What this task involves:
Answer these from the text on Cowden syndrome genetics:
(a) Who led the research, and what position does that person hold?
(b) What type of gene is PTEN?
(c) In about what percentage of Cowden syndrome patients have inherited PTEN mutations been found?
START Excerpt to read
Multiple genetic discoveries that may permit easier diagnosis and disease management for Cowden syndrome patients who are predisposed to breast and kidney cancer have been revealed by scientists.
The research, led by Charis Eng, Chair of the Genomic Medicine Institute at Cleveland Clinic, revealed KILLIN as a novel predisposition gene for Cowden syndrome (CS) and Cowden-like syndrome (CLS) features in individuals without germline PTEN mutations, which also plays a role in cancer risk.
Mutations in the PTEN gene are the foundation of Cowden syndrome. PTEN is a tumor suppressor gene, helping to direct the growth and division of cells.
Inherited mutations in the PTEN gene have been found in approximately 80 percent of Cowden syndrome patients. These mutations prevent the PTEN protein from effectively regulating cell survival and division, which can lead to the formation of tumors.
END Excerpt to read
START Data for review
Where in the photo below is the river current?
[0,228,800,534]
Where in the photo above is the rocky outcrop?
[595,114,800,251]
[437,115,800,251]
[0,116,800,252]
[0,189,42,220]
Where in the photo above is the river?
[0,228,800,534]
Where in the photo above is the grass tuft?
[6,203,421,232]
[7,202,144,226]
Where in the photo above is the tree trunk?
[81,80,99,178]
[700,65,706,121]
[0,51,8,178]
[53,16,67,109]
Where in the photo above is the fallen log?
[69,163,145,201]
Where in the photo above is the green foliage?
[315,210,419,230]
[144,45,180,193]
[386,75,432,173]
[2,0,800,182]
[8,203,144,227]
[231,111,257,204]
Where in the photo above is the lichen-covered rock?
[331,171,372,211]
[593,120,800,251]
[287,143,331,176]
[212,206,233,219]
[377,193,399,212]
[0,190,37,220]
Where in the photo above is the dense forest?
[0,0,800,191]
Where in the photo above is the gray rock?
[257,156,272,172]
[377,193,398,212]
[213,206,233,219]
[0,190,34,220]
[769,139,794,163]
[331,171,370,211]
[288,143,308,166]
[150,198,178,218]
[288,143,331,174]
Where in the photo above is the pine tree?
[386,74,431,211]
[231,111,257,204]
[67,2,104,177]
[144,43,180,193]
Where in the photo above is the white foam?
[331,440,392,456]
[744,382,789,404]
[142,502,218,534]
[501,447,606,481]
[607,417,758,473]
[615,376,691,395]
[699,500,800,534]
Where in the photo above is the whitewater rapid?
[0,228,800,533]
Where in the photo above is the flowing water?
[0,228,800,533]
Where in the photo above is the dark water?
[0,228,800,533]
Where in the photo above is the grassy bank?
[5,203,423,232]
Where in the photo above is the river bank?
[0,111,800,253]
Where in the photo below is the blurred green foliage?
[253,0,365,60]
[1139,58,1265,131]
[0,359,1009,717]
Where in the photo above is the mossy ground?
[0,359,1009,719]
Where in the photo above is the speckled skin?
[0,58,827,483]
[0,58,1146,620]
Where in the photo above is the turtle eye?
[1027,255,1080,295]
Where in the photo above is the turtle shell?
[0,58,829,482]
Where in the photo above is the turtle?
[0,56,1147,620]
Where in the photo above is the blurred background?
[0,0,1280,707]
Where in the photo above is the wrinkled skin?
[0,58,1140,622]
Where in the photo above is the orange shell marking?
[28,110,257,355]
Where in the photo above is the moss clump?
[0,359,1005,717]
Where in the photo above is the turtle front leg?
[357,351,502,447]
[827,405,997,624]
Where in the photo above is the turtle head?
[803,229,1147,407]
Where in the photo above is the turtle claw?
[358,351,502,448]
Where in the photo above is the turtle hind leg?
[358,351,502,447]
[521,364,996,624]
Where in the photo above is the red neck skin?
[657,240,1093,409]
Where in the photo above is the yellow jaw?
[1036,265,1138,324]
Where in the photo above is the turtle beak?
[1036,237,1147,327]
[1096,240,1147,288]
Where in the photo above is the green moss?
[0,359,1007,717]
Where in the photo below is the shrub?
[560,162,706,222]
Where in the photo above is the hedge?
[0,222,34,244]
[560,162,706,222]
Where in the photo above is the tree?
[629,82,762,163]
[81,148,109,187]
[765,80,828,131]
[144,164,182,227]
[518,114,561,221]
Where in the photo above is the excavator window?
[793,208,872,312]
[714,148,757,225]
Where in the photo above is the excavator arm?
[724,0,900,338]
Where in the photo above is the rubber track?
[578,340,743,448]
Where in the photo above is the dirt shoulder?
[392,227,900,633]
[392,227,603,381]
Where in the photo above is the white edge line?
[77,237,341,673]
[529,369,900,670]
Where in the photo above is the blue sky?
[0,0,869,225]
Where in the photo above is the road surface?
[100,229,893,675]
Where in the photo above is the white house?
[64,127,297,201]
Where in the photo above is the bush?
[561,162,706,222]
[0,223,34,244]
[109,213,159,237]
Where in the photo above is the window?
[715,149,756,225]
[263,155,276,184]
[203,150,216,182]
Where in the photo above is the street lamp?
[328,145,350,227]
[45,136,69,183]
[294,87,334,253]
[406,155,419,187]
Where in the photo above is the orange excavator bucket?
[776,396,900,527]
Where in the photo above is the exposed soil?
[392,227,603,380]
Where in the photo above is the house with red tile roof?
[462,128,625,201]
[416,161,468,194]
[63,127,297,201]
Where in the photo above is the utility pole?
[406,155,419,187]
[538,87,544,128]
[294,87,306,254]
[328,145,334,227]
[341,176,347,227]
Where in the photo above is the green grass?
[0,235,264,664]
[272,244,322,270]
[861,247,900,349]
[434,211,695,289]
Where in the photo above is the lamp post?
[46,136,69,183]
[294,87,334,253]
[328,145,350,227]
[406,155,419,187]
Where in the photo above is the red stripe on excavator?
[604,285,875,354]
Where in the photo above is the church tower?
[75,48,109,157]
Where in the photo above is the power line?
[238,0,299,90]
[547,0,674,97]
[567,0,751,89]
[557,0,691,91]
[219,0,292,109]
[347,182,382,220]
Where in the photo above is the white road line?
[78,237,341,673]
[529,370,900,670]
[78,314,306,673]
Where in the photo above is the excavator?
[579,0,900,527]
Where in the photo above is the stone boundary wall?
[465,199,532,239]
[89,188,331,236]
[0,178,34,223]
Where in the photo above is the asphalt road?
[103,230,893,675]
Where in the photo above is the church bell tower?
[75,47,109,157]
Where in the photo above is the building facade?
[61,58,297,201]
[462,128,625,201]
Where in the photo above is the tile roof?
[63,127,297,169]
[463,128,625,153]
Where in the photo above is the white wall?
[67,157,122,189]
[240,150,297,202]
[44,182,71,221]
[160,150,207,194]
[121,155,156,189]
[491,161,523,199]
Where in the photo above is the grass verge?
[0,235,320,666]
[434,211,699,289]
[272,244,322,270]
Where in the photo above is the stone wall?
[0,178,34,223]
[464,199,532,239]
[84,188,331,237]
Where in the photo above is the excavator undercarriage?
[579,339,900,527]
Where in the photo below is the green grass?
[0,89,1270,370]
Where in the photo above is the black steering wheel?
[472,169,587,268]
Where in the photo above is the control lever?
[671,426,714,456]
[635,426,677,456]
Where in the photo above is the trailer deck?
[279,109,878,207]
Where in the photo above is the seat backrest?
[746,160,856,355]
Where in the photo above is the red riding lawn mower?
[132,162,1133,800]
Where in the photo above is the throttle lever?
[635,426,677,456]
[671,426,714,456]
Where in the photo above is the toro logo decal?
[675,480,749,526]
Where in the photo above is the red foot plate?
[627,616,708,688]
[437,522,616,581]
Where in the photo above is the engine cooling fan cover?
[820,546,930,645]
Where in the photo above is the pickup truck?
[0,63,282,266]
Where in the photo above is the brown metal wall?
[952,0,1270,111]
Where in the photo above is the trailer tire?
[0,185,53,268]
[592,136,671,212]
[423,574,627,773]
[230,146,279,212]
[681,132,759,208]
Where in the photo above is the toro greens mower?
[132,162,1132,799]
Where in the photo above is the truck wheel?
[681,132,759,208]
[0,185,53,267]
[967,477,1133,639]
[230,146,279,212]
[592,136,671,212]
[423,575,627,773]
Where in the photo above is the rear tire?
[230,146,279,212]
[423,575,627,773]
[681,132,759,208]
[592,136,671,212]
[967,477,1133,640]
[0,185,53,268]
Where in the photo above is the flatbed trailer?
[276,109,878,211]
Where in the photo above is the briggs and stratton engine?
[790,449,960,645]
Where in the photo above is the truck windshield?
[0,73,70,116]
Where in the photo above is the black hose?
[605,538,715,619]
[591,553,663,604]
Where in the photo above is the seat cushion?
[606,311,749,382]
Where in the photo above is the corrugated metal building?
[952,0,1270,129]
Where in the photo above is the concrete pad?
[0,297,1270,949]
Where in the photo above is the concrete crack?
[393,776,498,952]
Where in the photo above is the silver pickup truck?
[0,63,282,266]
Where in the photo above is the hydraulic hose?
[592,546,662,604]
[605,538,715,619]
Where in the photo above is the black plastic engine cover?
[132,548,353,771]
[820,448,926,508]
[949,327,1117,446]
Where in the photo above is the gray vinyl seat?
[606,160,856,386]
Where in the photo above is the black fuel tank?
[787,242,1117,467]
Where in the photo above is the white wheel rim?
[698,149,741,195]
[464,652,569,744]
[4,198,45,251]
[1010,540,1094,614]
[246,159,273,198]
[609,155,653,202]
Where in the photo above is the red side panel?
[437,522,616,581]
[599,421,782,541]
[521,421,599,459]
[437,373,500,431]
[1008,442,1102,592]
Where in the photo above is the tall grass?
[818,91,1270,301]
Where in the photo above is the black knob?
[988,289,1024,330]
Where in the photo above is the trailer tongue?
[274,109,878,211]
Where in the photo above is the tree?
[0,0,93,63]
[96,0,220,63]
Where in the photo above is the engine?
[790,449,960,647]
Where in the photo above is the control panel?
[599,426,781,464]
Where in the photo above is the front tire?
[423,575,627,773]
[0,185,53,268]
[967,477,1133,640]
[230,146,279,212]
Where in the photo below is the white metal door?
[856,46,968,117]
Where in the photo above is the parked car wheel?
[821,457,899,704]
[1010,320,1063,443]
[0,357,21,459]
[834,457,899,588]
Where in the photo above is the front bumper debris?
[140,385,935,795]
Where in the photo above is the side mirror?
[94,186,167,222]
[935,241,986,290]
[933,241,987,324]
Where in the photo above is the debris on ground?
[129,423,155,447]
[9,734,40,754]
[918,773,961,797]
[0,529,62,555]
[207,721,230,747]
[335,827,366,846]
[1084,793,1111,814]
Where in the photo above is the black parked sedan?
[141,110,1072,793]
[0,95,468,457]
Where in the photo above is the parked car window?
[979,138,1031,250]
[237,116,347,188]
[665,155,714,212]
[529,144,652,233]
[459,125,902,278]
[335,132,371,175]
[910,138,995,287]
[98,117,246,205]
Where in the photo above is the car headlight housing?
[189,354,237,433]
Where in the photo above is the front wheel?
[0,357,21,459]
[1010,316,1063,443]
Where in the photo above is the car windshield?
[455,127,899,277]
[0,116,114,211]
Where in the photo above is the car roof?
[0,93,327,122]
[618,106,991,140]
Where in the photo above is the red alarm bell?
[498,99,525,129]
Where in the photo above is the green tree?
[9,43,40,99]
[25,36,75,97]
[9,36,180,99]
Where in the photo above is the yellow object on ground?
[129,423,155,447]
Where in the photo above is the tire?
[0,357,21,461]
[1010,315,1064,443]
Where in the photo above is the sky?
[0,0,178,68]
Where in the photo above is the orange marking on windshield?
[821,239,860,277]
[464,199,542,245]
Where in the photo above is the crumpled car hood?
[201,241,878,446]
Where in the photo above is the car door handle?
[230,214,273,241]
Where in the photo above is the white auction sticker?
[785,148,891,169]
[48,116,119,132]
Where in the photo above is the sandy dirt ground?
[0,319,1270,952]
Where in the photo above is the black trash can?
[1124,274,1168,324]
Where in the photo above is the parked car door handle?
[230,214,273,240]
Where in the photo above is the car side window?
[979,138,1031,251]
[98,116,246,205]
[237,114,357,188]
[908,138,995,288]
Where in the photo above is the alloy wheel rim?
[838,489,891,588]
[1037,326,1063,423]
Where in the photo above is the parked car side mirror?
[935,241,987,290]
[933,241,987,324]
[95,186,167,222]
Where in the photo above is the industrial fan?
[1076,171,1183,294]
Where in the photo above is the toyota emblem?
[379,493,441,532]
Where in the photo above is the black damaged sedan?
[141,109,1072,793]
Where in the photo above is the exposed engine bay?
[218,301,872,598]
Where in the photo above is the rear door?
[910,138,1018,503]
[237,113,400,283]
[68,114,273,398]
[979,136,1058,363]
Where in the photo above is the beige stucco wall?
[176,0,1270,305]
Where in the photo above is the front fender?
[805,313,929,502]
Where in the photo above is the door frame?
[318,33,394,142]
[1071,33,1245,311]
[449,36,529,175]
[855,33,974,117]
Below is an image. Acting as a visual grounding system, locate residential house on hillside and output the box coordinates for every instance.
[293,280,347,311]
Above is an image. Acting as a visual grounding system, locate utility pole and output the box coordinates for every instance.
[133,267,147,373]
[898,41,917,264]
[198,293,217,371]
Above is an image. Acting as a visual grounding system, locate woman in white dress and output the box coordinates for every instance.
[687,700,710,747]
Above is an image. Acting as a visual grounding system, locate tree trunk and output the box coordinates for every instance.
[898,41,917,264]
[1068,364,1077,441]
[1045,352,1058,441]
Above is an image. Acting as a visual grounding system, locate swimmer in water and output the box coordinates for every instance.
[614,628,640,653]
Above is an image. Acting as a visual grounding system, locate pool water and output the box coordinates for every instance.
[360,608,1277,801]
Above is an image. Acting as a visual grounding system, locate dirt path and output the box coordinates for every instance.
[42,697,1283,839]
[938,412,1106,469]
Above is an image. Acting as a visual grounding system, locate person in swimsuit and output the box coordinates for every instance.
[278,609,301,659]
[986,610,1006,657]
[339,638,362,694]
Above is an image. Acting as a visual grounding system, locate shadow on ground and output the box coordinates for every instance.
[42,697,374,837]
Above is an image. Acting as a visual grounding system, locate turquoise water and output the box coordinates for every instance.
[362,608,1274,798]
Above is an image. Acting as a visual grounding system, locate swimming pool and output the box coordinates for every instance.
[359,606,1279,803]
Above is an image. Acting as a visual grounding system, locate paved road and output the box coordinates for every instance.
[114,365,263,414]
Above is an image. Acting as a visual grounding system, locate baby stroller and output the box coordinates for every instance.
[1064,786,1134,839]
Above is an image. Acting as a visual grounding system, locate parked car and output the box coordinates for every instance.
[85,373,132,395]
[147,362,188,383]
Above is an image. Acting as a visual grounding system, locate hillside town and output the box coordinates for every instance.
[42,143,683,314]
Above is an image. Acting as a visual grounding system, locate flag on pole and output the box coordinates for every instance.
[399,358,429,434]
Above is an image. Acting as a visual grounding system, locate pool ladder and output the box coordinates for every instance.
END Data for review
Response to the task:
(a) Charis Eng, Chair of the Genomic Medicine Institute at Cleveland Clinic
(b) A tumor suppressor gene
(c) Approximately 80 percent